— Start —

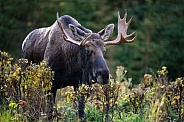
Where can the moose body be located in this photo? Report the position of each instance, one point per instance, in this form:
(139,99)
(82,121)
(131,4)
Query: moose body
(73,52)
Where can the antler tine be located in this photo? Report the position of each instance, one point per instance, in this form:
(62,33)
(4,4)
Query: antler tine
(68,38)
(122,30)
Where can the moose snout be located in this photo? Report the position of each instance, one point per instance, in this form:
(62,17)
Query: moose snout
(102,76)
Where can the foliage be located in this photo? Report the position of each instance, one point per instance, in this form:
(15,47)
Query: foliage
(24,85)
(158,24)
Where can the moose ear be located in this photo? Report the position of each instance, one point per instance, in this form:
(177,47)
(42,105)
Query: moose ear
(106,32)
(77,32)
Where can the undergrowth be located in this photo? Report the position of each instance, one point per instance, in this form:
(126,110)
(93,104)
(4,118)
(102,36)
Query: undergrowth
(24,86)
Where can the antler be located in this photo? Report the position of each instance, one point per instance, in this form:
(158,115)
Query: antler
(122,30)
(68,38)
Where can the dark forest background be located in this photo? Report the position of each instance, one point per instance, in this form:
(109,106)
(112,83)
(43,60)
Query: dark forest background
(159,26)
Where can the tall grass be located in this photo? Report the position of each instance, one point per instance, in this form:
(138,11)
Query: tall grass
(24,86)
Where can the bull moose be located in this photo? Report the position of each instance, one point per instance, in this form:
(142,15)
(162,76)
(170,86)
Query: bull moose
(75,53)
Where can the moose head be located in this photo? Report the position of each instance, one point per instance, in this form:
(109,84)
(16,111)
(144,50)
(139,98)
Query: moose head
(93,45)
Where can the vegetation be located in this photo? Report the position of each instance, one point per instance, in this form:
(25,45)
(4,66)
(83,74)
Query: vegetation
(158,24)
(23,96)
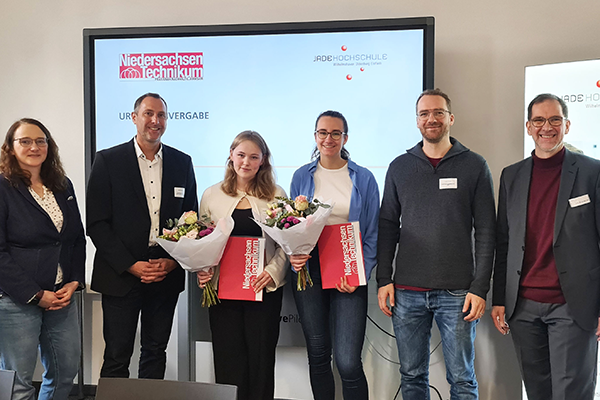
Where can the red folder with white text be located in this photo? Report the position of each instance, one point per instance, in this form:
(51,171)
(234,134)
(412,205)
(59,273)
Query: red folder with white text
(243,260)
(340,254)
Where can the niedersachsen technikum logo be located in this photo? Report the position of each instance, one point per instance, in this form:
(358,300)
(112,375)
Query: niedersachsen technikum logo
(161,66)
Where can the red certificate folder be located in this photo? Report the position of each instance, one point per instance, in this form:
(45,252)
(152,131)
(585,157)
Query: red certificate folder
(243,260)
(340,254)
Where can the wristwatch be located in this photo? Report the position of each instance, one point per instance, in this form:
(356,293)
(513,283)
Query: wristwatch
(36,299)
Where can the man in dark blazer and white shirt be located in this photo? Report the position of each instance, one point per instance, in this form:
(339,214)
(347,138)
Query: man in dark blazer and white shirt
(547,269)
(132,190)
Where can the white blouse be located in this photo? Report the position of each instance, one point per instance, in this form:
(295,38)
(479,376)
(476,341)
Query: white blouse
(48,202)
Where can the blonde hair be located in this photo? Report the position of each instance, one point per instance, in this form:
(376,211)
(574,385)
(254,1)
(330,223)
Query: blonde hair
(263,185)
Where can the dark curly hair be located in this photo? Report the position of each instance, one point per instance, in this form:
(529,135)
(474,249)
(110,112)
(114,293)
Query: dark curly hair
(52,172)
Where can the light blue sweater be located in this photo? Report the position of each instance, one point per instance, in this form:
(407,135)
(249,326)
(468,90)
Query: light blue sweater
(364,204)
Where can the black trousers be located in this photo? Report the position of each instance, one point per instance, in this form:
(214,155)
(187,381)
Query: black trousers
(558,359)
(121,315)
(244,338)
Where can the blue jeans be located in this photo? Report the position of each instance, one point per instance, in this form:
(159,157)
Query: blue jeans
(24,327)
(412,317)
(323,309)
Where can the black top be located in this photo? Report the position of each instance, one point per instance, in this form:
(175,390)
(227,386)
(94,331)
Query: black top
(244,226)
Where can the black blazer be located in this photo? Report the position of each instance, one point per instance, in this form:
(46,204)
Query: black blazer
(576,236)
(118,219)
(30,246)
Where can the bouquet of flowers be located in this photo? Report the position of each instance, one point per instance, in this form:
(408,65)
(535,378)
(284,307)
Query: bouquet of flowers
(197,244)
(296,226)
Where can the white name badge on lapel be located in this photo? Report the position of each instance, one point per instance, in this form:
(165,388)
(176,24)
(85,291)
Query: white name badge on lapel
(448,183)
(579,201)
(180,192)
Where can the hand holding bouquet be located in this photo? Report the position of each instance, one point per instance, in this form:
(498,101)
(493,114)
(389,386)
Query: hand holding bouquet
(197,244)
(296,226)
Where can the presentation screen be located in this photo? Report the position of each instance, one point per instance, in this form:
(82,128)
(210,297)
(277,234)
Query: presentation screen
(271,78)
(578,84)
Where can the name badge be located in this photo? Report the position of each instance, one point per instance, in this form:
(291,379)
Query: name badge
(579,201)
(448,183)
(180,192)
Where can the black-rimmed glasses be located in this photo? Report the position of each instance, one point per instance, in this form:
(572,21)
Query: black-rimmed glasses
(437,114)
(538,122)
(28,142)
(335,135)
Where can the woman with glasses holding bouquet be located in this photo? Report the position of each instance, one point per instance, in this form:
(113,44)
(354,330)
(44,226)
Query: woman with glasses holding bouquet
(42,263)
(245,333)
(333,176)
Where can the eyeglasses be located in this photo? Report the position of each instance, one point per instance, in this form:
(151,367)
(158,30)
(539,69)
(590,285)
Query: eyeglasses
(335,135)
(538,122)
(437,114)
(28,142)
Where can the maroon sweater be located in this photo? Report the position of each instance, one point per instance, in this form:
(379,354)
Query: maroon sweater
(539,279)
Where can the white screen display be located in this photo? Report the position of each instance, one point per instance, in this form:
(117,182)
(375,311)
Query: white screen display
(276,84)
(578,84)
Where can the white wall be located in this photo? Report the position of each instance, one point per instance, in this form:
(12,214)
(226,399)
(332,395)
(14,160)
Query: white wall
(481,50)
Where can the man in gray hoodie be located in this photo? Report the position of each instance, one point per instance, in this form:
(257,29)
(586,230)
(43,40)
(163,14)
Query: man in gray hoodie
(438,210)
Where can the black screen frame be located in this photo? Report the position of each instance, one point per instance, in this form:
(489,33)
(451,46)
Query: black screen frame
(91,35)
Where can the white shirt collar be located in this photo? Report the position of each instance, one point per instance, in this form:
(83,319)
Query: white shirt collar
(140,154)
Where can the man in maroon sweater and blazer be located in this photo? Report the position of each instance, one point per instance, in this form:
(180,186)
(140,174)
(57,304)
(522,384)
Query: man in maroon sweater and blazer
(547,267)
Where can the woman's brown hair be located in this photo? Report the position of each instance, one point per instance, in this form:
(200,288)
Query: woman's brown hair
(52,172)
(263,185)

— End —

* **Task**:
Omit the pictures and give the material again, exactly and in full.

* **Solution**:
Where can the moose body be located in this photo? Report the position of each instance, one point per instance, in this form:
(139,99)
(82,121)
(131,4)
Query: moose body
(73,52)
Where can the antler tine be located in this photo? Report the position of each instance, one point per instance, in this form:
(62,33)
(4,4)
Query: antler tine
(68,38)
(122,30)
Where can the moose snout be located in this photo? Report the position of each instance, one point per instance, in this form:
(62,17)
Query: moose snout
(102,76)
Where can the foliage be located in this photo? Report the position of each instance, one point per instance, in this form:
(15,47)
Query: foliage
(24,85)
(158,24)
Where can the moose ear be located in this photo? Report the position of each instance, one point per instance, in this form:
(177,47)
(42,105)
Query: moose ear
(106,32)
(77,32)
Where can the undergrowth be located in this photo? Report the position of each instance, one point per instance, in this form:
(126,110)
(93,104)
(4,118)
(102,36)
Query: undergrowth
(24,86)
Where can the antler be located in this photo? Report the position of each instance, one point per instance, in this form:
(158,115)
Query: antler
(122,30)
(68,38)
Where can the dark forest background be located in this photo? Report the position of each instance, one point per instance, in this form:
(109,106)
(112,83)
(43,60)
Query: dark forest background
(159,26)
Where can the tall grass be located in this photo? Report the position of each instance, one point per instance, in this form:
(138,11)
Query: tall grass
(24,86)
Where can the bull moose be located in this photo? Report the position of each instance, one point per instance, in this form:
(142,15)
(162,76)
(170,86)
Query: bull moose
(75,53)
Where can the moose head be located in this photo? Report the position of each instance, one point per instance, in this form:
(109,84)
(16,111)
(144,50)
(139,98)
Query: moose head
(93,45)
Where can the vegetation be located in this photo? Report the position of each instance, one point per instance, in this form:
(25,45)
(4,66)
(83,74)
Query: vegetation
(158,24)
(23,96)
Where can the red folder with white text be located in this photo? Report the position of each instance, one point per instance, in this form:
(51,171)
(234,134)
(412,205)
(59,273)
Query: red folder with white text
(243,260)
(340,254)
Where can the niedersachsen technikum logo be located in this photo? Report the position of each instance, one point per instance, in this form:
(358,300)
(112,375)
Query: niedersachsen technikum logo
(161,66)
Where can the red certificate folder be located in this photo? Report the position of each instance, one point per instance, in this form:
(45,252)
(152,131)
(585,157)
Query: red certificate folder
(243,260)
(340,254)
Where can the wristwatch be located in this photo? Report the position of each instance, one point per instance, in this form:
(356,293)
(513,283)
Query: wristwatch
(36,299)
Where can the man in dark blazer and white shirt be located in this photo? Report the position of each instance, one point per instance, in this form:
(339,214)
(347,138)
Query: man in dark blazer and white shirt
(547,269)
(132,190)
Where can the white blouse be located in this photo? Report the position of each instance, one point per instance, in this form:
(295,38)
(479,376)
(476,341)
Query: white blouse
(48,202)
Where can the blonde hair be located in this photo? Report the position of each instance, one point per instance, in this form:
(376,211)
(574,385)
(254,1)
(330,223)
Query: blonde hair
(263,185)
Where can the dark curly hair be located in this photo? Report the position of each instance, one point per instance, in this form:
(529,135)
(474,249)
(110,112)
(114,293)
Query: dark curly hair
(52,172)
Where can the light blue sweater be located in this photo? Report the position of each instance, one point per instance, in this form:
(407,135)
(249,326)
(468,90)
Query: light blue sweater
(364,204)
Where can the black trousers be located in this photo? Report the position of each instance, one point per instance, in this form:
(214,155)
(187,381)
Query: black trousers
(558,359)
(121,315)
(244,338)
Where can the blue jeans be located in this photo? Report the position of each instance, one point per instance, in this form:
(159,157)
Query: blue jeans
(24,327)
(412,317)
(323,309)
Where can the black top be located in this photo? Report the position of each instance, one point per instance, in this form:
(175,390)
(227,386)
(94,331)
Query: black top
(244,226)
Where can the black blazer be located in this photo? Report the position of each instance, one point per instance, in this form:
(46,204)
Query: black blazer
(576,236)
(118,219)
(30,246)
Where can the bouquet of flowers be located in this photo? Report the position of each instance, one point per instance, in this form:
(408,65)
(535,378)
(284,307)
Query: bouquet of flowers
(197,244)
(296,226)
Where can the white name badge on lapel be located in this photo? Report the position of each instance, one point per instance, in this form:
(165,388)
(176,24)
(85,291)
Query: white name badge on lapel
(448,183)
(579,201)
(180,192)
Where can the hand holding bouquet be located in this photo? Report the position of each instance, one point per instance, in this form:
(498,101)
(493,114)
(389,386)
Query: hand holding bouquet
(197,244)
(296,226)
Where can the presentation screen be located in this photo? Report the position of each instance, one point per instance, in this form:
(82,128)
(210,297)
(277,234)
Query: presentation screen
(271,78)
(578,84)
Where can the name badge be located in this photo? Report the position of each instance, one point per instance, in this form:
(291,379)
Query: name badge
(579,201)
(448,183)
(180,192)
Where can the black-rimmed glasses be located in this photo? Report the position of each instance, one point per instance, in this form:
(572,21)
Query: black-rimmed glasses
(437,114)
(538,122)
(28,142)
(335,135)
Where can the woman with glasses holding bouquet be located in this photo? Report the position of each instance, one point per instance, in this form:
(113,44)
(354,330)
(44,226)
Query: woman with glasses holding bouquet
(42,263)
(245,333)
(333,176)
Where can the eyeglasses be located in this photo? Report the position of each instance, one point per instance, in this form:
(151,367)
(158,30)
(539,69)
(590,285)
Query: eyeglasses
(335,135)
(538,122)
(437,114)
(28,142)
Where can the maroon sweater be located in this photo? Report the position of each instance, one point per instance, in this form:
(379,354)
Query: maroon sweater
(539,279)
Where can the white screen display be located in this photo? Report the position of each instance, one point per instance, in this form:
(117,182)
(375,311)
Query: white screen display
(276,84)
(578,84)
Where can the white wall be located in this photo? Report the position of each instance, one point per instance, in this form:
(12,214)
(226,399)
(332,395)
(14,160)
Query: white wall
(481,50)
Where can the man in gray hoodie be located in this photo? Report the position of each instance, one point per instance, in this form:
(257,29)
(586,230)
(43,40)
(163,14)
Query: man in gray hoodie
(438,210)
Where can the black screen frame be located in this photo? Report the position of each instance, one point per instance, in this form:
(489,33)
(451,46)
Query: black screen frame
(91,35)
Where can the white shirt collar be located in this photo? Report the position of each instance, one point per instance, in this form:
(83,319)
Query: white shirt collar
(140,154)
Where can the man in maroon sweater and blazer be located in this photo? Report the position of each instance, one point per instance, in this form:
(180,186)
(140,174)
(57,304)
(522,384)
Query: man in maroon sweater and blazer
(547,267)
Where can the woman's brown hair be located in this photo? Report the position of each instance, one point per instance, in this form:
(200,288)
Query: woman's brown hair
(52,172)
(263,185)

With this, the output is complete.